Häufiger Ablehnungsgrund: Fehlende Beweise

Warum OEG-Anträge abgelehnt werden, werde von Behörden statistisch nicht erfasst, heißt es auf BR-Anfrage. Bayern teilt mit, erfahrungsgemäß gehöre zu den häufigsten Ablehnungsgründen, dass der Zusammenhang zwischen der Tat und den vorliegenden Gesundheitsstörungen nicht bewiesen werden könne. Ein weiterer häufiger Grund für eine Antragsablehnung sei, dass die Taten nicht nachgewiesen werden können. Laut Experten gilt das besonders für Antragstellende, die in ihrer Kindheit und Jugend sexualisierte Gewalt erlebt haben, weil für es für diese Taten nur selten Zeugen gibt.

"Milieuschaden" – ethisch unangemessen?

Ein weiterer Ablehnungsgrund für eine Opferentschädigung kann der sogenannte Milieuschaden sein. Dieses Wort steht so in keinem Gesetz, aber sowohl Opferverbände als auch einige Behörden kennen diesen Begriff laut BR-Umfrage. Menschen aus schwierigen familiären Verhältnissen, die oftmals Gewalt und Vernachlässigung erleben, hätten das Problem, sagt Kerstin Claus, dass nicht eindeutig zuzuordnen sei, woher der aktuelle "Schaden" genau komme. "Diese Menschen haben per se häufig deutlich schlechtere Chancen, eine Entschädigung zu bekommen."

Das Sozialministerium in Nordrhein-Westfalen schreibt, der Begriff sei "ethisch unangemessen". Das Konzept des "Milieuschadens" als Ablehnungsgrund sei "dringend überprüfungsbedürftig". Und trotzdem: Auch in Nordrhein-Westfalen wird in einem Ablehnungsbescheid, der dem BR vorliegt, genau so argumentiert.

BR-Umfrage: Keine Standards im Umgang mit traumatisierten Personen

Zudem fehlen einheitliche Standards im Umgang mit den Gewaltopfern. Sind Sachbearbeiterinnen und Sachbearbeiter von OEG-Anträgen speziell im Umgang mit traumatisierten Menschen geschult, fragt der BR bei den zuständigen Versorgungsämtern nach. Die Antworten fallen sehr unterschiedlich aus: In Bayern sieht man in dieser Hinsicht keinen Bedarf. "Direkter persönlicher Kontakt, der über das Schriftliche hinausgeht, ist sehr selten", sagt Thomas Kerner. Im "Zentrum Bayern Familie und Soziales", einer Landesbehörde im Ressort des bayerischen Sozialministeriums, ist Kerner zuständig für Opferentschädigung.

[Einträge mit Koordinatenannotationen]
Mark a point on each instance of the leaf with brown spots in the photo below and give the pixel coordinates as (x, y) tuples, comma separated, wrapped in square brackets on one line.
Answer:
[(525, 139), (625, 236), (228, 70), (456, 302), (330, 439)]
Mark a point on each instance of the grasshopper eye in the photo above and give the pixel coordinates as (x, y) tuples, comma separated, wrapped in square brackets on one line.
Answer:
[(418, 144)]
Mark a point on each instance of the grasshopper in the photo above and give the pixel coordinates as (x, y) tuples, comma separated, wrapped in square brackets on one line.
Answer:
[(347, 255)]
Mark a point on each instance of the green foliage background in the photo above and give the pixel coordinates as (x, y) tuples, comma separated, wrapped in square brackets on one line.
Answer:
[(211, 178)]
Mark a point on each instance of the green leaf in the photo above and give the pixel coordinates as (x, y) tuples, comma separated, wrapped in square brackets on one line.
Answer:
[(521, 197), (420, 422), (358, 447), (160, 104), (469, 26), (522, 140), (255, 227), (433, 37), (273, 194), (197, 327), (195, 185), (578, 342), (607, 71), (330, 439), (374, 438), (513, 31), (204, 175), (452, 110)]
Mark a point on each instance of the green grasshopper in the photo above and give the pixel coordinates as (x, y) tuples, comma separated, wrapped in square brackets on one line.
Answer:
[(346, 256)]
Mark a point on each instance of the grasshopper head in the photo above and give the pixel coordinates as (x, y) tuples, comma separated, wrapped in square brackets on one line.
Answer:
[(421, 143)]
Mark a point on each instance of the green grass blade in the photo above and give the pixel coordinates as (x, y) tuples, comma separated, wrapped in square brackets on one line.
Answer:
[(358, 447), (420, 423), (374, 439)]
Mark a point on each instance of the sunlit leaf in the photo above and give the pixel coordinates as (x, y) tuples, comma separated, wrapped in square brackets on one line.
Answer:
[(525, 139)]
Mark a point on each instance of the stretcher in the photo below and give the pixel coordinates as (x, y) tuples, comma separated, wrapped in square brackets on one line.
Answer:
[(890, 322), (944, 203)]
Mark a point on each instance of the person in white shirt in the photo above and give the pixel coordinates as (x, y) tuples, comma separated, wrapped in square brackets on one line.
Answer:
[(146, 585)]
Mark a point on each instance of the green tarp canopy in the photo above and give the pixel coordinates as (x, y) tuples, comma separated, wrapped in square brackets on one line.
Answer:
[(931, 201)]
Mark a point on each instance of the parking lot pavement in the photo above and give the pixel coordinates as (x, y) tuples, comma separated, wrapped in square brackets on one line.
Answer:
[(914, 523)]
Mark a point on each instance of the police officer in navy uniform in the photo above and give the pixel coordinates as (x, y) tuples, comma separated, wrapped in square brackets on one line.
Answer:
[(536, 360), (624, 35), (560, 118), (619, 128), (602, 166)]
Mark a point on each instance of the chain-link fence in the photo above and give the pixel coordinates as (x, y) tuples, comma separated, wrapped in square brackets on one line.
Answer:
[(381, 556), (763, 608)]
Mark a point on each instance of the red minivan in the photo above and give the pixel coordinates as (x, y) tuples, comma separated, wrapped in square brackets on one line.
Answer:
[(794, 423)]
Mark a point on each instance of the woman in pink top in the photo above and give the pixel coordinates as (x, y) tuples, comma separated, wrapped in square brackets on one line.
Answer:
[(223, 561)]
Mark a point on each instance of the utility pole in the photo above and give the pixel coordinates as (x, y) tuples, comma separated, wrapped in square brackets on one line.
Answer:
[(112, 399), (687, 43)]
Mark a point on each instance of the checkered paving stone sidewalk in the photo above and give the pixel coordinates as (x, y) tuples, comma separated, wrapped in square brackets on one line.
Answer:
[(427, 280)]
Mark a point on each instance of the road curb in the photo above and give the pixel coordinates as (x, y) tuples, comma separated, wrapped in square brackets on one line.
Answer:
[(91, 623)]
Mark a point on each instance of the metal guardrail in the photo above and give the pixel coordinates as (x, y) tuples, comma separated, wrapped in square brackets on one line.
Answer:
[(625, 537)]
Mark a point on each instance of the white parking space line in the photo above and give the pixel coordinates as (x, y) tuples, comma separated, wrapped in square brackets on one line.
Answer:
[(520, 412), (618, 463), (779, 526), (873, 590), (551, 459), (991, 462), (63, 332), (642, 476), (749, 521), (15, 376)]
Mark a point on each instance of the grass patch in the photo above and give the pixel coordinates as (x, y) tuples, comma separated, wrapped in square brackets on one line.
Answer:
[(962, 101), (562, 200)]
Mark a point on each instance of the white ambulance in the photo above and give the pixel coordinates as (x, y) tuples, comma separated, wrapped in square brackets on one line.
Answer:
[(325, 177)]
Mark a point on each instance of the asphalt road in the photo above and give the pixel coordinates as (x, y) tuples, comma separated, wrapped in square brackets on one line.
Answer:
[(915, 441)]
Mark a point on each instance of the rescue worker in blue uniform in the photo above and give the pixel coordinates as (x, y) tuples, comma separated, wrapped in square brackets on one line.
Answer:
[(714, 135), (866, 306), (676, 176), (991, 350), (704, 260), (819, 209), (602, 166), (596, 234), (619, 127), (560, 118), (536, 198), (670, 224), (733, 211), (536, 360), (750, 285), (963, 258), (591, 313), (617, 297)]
==
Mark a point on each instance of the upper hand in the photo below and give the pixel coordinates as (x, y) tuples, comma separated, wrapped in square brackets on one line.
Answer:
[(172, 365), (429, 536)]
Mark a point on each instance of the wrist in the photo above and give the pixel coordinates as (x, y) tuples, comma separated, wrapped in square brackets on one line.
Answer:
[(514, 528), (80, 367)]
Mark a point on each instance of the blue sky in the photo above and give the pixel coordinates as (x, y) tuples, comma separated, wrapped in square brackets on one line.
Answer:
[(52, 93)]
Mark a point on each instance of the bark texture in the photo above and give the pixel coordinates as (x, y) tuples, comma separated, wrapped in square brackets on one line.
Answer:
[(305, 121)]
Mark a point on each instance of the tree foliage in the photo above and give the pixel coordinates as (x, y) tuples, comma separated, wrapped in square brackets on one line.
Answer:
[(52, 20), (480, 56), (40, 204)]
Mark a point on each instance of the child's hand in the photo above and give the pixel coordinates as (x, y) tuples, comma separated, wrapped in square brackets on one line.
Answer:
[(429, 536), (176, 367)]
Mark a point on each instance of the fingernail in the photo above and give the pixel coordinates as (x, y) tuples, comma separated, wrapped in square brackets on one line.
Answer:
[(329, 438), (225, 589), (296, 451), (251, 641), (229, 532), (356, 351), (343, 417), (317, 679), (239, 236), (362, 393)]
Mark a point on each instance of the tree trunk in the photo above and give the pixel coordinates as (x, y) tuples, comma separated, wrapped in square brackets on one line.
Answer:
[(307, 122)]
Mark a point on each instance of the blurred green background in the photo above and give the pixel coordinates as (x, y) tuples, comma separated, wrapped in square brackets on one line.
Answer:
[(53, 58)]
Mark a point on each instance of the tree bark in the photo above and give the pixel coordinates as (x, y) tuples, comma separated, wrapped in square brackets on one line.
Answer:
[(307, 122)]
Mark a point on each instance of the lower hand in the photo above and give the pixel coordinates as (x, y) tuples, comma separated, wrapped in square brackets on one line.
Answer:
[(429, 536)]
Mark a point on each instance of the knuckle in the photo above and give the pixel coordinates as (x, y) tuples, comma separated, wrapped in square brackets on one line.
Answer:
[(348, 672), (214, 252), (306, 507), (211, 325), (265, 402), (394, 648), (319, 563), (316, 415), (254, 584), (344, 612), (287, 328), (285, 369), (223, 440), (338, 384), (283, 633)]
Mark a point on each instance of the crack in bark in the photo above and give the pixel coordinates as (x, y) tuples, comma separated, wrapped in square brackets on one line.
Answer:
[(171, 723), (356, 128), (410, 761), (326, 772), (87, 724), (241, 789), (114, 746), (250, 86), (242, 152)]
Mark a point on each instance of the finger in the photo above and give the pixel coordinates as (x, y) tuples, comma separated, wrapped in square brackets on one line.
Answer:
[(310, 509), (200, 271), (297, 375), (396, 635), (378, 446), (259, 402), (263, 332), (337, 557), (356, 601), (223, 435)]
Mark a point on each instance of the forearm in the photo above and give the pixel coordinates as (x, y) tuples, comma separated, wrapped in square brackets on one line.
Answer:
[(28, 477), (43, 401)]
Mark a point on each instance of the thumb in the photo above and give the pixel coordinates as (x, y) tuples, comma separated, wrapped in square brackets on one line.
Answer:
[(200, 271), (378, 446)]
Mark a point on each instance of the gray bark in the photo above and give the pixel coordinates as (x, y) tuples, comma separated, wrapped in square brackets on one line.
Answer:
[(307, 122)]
---
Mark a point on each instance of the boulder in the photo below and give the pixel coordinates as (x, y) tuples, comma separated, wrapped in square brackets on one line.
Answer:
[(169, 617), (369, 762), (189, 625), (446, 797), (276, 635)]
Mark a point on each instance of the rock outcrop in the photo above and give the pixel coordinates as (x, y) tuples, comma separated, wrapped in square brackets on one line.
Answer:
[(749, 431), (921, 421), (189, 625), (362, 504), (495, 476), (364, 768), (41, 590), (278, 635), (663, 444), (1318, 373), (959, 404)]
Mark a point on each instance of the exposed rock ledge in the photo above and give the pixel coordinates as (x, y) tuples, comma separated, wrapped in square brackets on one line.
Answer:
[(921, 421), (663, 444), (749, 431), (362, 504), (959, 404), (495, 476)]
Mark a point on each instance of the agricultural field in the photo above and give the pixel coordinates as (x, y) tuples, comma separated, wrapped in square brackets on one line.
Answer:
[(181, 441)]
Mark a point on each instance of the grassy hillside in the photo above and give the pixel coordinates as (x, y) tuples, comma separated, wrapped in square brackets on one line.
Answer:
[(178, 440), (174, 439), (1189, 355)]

= ARBEITSANWEISUNGEN =
#1 Gib bitte den Abschnitt des Auszugs zur Opferentschädigung erneut wieder, beginnend bei „BR-Umfrage: Keine Standards“ und endend bei „zuständig für Opferentschädigung.“. Ändere dabei „Standards“ in „Regeln“.
#2 Fasse im Auszug zur Opferentschädigung den Absatz, der mit „Das Sozialministerium in Nordrhein-Westfalen schreibt“ beginnt, kürzer zusammen und behalte seine wesentlichen Fakten bei.

= ERGEBNISSE JE AUFGABE =
#1
BR-Umfrage: Keine Regeln im Umgang mit traumatisierten Personen

Zudem fehlen einheitliche Regeln im Umgang mit den Gewaltopfern. Sind Sachbearbeiterinnen und Sachbearbeiter von OEG-Anträgen speziell im Umgang mit traumatisierten Menschen geschult, fragt der BR bei den zuständigen Versorgungsämtern nach. Die Antworten fallen sehr unterschiedlich aus: In Bayern sieht man in dieser Hinsicht keinen Bedarf. "Direkter persönlicher Kontakt, der über das Schriftliche hinausgeht, ist sehr selten", sagt Thomas Kerner. Im "Zentrum Bayern Familie und Soziales", einer Landesbehörde im Ressort des bayerischen Sozialministeriums, ist Kerner zuständig für Opferentschädigung.

#2 Das Sozialministerium in Nordrhein-Westfalen nennt den Begriff „Milieuschaden“ „ethisch unangemessen“ und das Konzept als Ablehnungsgrund „dringend überprüfungsbedürftig“. Trotzdem argumentiert ein Ablehnungsbescheid aus Nordrhein-Westfalen, der dem BR vorliegt, genau so.